§ **PAGE**

We have completed the account of the judges of Israel. That account, beginning with Othniel and ending with Samson, is the main body of the book. The account of the judges themselves was preceded, if you remember, by a prologue in two parts, that contained both a summary of Israel’s previous history in the Promised Land and a prospective summary of the period of the judges. The prologue serves as a thematic introduction to the book as a whole and tells what to expect and what the following narrative will demonstrate. What remains in the book of Judges is an epilogue, also in two parts. The first part we take this evening: 17:1-18:31. Each of the two parts of the epilogue concerns a Levite whose conduct triggers outrageous behavior by the Israelites. In these cases, no judge arises to deliver the people from themselves. In fact, there is no mention of any judge in the final five chapters of the book. The epilogue, in this way, concludes the book by demonstrating the extent of Israel’s descent into a Canaanite way of life and the misery that she brought upon herself by her defection from the covenant that God had made with her. In the account of the judges themselves not much attention was paid to the spiritual life of the people themselves. That lack is made up in the epilogue which focuses on the spiritual condition of the people of Israel in general.

There is a refrain in the epilogue. It occurs twice in the first part of the epilogue and twice in the second. We have it first at 17:6: “In those days Israel had no king; everyone did as he saw fit.” You have it in a shorter form in 18:1 and 19:1 and in a complete form at 21:25, the last verse of the book. The two longer statements, that is the first instance of this sentence and the last, form an inclusio, framing the entire epilogue, and telling the reader what to think about the events that are narrated in it. The people were leading themselves into sin. There was no positive covenantal discipline; there was, instead, moral anarchy.

It is interesting to note that there are some other literary and thematic connections binding the two parts of the epilogue together. For example, the Levite in the first section of the epilogue hailed from Bethlehem in Judah and traveled to the territory of Ephraim. The Levite in the second part of the epilogue hailed from Ephraim and traveled to Bethlehem in Judah. That is striking because Bethlehem was only a village, not a place many came from or traveled to. As I said, in both cases, the personal behavior of these two men triggered larger events. What is more, the first section of the epilogue ends with a reference to the sanctuary at Shiloh and the second part ends with events that take place at Shiloh. Still more, the first part concerns the people of the tribe of Dan and the second the people of the tribe of Benjamin. Both tribes were located in the middle of Israel between the two more influential tribes, Judah and Ephraim. The problems described lie in the very heart of the nation. [Block, 474]

Text Comment

17:2 Micah enters the narrative as a self-confessed thief, a man who stole money from his own mother. We don’t know why he returns it. The only suggestion in the narrative is that when he heard his mother had cursed the unknown thief he became afraid and brought the money back. He was superstitious. There is irony at the outset. Micah’s name means “Who is like Yahweh?” Well a thief is not like Yahweh! [Webb, 183] And a superstitious thief even less like the Lord.

§ **OBJECTIVES**
1. Name every tribe of Israel that the commentary on Judges mentions.
2. In the commentary on Judges, rewrite the passage between "17:2 Micah enters" and "like the Lord.", inclusive, changing "cursed" to "condemned".

§ **RAW DATA**
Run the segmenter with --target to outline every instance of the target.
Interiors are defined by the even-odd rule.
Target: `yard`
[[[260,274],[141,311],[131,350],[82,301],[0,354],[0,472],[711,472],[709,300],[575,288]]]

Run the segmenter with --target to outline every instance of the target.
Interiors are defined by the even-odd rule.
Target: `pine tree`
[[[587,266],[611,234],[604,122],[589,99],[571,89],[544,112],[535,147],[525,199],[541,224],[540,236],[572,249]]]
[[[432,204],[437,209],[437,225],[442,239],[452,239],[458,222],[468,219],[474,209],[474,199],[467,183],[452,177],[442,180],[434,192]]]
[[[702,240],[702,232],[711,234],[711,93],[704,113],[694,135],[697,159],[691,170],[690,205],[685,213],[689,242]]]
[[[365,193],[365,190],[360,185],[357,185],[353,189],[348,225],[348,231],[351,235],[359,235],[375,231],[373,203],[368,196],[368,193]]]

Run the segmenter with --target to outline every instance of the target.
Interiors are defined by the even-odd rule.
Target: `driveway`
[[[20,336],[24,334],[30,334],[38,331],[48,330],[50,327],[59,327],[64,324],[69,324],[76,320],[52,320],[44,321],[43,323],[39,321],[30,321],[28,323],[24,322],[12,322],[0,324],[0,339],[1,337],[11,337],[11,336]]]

§ **RESPONSES TO THE TASKS**
1. Dan, Benjamin, Judah, Ephraim

2.
17:2 Micah enters the narrative as a self-confessed thief, a man who stole money from his own mother. We don’t know why he returns it. The only suggestion in the narrative is that when he heard his mother had condemned the unknown thief he became afraid and brought the money back. He was superstitious. There is irony at the outset. Micah’s name means “Who is like Yahweh?” Well a thief is not like Yahweh! [Webb, 183] And a superstitious thief even less like the Lord.